--- WHAT IS REQUIRED ---
Recast the lines of the listing below as a JSON list of strings, one string per line, with blank lines omitted. Begin with the line that contains "Could you please pick out the dark green" and continue through the line that contains "(1070, 641)", including both.

--- DATA PROVIDED ---

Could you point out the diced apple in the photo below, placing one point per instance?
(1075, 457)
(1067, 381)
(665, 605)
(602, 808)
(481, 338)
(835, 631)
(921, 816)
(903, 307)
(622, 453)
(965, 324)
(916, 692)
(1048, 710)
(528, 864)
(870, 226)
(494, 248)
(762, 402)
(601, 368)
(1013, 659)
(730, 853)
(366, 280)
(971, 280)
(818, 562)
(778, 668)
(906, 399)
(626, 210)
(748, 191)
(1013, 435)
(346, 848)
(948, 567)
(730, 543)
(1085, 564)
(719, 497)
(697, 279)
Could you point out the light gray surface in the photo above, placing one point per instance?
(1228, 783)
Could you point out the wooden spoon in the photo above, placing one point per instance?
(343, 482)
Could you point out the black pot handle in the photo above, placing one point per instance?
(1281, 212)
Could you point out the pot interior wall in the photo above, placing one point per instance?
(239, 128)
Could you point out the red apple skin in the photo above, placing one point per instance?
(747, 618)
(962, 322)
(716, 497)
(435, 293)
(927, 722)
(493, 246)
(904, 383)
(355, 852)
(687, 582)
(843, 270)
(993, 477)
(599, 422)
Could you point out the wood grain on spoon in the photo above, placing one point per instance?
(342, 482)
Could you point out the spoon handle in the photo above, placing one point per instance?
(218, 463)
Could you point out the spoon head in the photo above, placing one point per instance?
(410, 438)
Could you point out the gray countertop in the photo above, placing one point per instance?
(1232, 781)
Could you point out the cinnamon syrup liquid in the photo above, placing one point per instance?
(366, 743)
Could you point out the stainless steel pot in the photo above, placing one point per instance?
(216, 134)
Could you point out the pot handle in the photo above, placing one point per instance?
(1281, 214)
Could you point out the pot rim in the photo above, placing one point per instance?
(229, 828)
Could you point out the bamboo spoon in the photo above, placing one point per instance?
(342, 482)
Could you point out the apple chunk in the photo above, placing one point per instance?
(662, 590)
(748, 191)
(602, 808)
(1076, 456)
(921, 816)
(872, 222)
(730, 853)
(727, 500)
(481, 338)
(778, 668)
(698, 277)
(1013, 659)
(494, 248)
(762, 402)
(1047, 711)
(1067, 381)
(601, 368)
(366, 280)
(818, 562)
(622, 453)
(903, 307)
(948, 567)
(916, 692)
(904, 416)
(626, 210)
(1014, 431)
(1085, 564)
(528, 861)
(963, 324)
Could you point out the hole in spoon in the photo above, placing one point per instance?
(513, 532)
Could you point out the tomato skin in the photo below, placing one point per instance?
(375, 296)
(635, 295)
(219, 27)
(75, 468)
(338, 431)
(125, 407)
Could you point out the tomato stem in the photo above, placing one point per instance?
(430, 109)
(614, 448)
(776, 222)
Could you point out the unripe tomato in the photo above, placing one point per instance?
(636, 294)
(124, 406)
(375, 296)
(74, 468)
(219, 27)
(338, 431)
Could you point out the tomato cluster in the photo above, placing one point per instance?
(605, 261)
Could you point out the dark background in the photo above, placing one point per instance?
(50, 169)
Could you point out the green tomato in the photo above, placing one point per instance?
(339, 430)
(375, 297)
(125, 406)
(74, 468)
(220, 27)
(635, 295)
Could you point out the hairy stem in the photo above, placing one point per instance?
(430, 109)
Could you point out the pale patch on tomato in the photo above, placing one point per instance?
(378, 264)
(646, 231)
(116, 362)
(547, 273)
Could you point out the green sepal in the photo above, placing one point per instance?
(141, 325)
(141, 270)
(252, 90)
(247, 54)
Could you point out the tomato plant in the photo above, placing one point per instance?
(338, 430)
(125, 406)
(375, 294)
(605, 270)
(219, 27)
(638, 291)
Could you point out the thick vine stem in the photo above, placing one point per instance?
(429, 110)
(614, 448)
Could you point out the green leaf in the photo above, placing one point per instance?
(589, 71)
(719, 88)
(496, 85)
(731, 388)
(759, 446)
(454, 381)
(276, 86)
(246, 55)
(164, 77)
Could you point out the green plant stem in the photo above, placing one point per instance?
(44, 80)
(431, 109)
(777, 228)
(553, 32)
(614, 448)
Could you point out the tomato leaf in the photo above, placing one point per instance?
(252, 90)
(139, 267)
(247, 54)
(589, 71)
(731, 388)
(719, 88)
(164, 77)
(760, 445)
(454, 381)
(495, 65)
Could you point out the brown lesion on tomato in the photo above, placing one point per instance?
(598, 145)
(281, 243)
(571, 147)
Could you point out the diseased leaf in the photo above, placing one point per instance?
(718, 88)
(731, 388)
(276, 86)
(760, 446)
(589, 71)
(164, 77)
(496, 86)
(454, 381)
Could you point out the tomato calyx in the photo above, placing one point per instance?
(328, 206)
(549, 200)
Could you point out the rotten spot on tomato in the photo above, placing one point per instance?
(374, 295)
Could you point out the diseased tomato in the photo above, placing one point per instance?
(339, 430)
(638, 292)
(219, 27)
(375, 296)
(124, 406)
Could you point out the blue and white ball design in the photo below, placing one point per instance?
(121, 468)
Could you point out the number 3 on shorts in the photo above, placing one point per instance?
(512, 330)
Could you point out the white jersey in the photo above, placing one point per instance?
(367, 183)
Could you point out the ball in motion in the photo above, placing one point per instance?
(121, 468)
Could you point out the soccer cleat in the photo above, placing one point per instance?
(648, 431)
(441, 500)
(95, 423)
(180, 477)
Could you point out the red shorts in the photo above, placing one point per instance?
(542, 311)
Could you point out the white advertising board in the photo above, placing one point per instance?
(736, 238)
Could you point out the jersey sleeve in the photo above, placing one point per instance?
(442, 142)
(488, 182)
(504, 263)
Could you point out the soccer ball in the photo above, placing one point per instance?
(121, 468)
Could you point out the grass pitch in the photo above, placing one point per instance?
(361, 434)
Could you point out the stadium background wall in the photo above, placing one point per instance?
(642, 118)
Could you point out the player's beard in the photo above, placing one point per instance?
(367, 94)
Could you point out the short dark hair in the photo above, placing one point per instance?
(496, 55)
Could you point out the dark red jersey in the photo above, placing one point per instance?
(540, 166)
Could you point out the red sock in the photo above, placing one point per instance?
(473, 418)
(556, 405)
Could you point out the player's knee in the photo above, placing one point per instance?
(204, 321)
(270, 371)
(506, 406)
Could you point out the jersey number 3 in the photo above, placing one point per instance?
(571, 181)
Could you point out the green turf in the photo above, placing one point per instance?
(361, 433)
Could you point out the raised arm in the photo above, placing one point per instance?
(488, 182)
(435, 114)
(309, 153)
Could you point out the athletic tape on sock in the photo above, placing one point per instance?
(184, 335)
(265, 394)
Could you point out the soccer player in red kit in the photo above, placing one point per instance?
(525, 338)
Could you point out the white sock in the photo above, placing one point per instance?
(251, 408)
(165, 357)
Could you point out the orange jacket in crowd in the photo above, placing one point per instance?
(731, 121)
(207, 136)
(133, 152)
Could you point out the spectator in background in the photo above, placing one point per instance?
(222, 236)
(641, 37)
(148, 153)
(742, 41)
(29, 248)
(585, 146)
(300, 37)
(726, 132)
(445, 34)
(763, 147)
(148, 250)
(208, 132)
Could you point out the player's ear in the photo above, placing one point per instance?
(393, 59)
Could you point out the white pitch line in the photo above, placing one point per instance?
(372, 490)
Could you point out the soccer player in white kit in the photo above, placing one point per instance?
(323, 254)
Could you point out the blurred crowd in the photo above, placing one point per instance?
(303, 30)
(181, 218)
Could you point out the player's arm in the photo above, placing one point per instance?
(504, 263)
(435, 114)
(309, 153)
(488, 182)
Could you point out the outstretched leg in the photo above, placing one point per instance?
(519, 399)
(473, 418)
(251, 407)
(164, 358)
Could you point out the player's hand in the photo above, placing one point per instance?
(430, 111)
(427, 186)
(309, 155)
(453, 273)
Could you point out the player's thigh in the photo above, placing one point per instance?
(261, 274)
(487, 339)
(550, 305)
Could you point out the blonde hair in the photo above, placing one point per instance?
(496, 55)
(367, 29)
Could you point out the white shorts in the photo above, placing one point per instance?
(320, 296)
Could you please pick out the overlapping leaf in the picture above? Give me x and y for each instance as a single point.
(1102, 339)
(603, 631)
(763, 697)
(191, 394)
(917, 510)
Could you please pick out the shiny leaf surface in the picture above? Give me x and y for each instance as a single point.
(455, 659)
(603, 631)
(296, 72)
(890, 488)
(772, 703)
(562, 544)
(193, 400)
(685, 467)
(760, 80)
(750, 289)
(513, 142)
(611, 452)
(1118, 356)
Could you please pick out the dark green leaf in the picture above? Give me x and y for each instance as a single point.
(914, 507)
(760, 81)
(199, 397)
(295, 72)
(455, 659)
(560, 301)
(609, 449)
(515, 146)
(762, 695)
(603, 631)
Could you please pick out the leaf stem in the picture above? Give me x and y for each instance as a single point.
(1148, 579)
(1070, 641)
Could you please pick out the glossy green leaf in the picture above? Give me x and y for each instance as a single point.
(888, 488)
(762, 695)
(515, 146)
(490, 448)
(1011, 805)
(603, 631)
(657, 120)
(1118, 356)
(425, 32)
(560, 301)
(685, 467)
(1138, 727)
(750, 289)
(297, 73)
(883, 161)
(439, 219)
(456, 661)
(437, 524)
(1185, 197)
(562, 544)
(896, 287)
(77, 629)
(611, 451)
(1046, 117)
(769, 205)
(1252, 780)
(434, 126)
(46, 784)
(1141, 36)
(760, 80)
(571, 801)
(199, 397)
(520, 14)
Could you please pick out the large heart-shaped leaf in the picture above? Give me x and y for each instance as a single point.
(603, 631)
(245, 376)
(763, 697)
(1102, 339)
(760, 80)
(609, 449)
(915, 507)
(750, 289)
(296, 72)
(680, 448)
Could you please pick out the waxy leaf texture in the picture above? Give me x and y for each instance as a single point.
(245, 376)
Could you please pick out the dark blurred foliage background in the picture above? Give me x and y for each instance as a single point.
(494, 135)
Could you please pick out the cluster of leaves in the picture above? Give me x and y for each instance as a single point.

--- SOLUTION TO THE PROBLEM ---
[
  "Could you please pick out the dark green leaf in the picture above? Give me x and y for each instance as a single point.",
  "(914, 507)",
  "(760, 81)",
  "(199, 397)",
  "(295, 72)",
  "(455, 659)",
  "(560, 301)",
  "(609, 449)",
  "(515, 146)",
  "(762, 695)",
  "(603, 631)",
  "Could you please pick out the leaf stem in the picture above? Give me x and y for each instance as a single point.",
  "(1148, 579)",
  "(1070, 641)"
]